Texto:
☆ ☆ ☆ ☆

Os advogados de Agudas Chassidei Chabad desejavam estabelecer de forma irrefutável que entre os chassidim, em geral, e os adeptos de Chabad, em particular, era impensável para os Rebes gastar fundos comunitários em propriedades pessoais; especificamente, para coletar uma biblioteca privada para ganho pessoal.
O outono de 1985 registrou muitas atividades relacionadas à coleta de evidências e aos depoimentos necessários. A Rebetsin, cujo conhecimento da história dinástica de Chabad, e especialmente de seu próprio pai, era o mais extenso de todos, foi interrogada por três horas.

☆ ☆ ☆ ☆

Linhas de dados:
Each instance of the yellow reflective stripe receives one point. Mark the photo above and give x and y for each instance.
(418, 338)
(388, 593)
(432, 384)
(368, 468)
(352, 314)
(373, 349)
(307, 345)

☆ ☆ ☆ ☆

Requisitos do exercício: Retorne, sem nenhuma alteração, o trecho do texto sobre a biblioteca de Chabad que vai de "Os advogados de" até "por três horas.", incluindo os dois.

Resposta completa:
Os advogados de Agudas Chassidei Chabad desejavam estabelecer de forma irrefutável que entre os chassidim, em geral, e os adeptos de Chabad, em particular, era impensável para os Rebes gastar fundos comunitários em propriedades pessoais; especificamente, para coletar uma biblioteca privada para ganho pessoal.
O outono de 1985 registrou muitas atividades relacionadas à coleta de evidências e aos depoimentos necessários. A Rebetsin, cujo conhecimento da história dinástica de Chabad, e especialmente de seu próprio pai, era o mais extenso de todos, foi interrogada por três horas.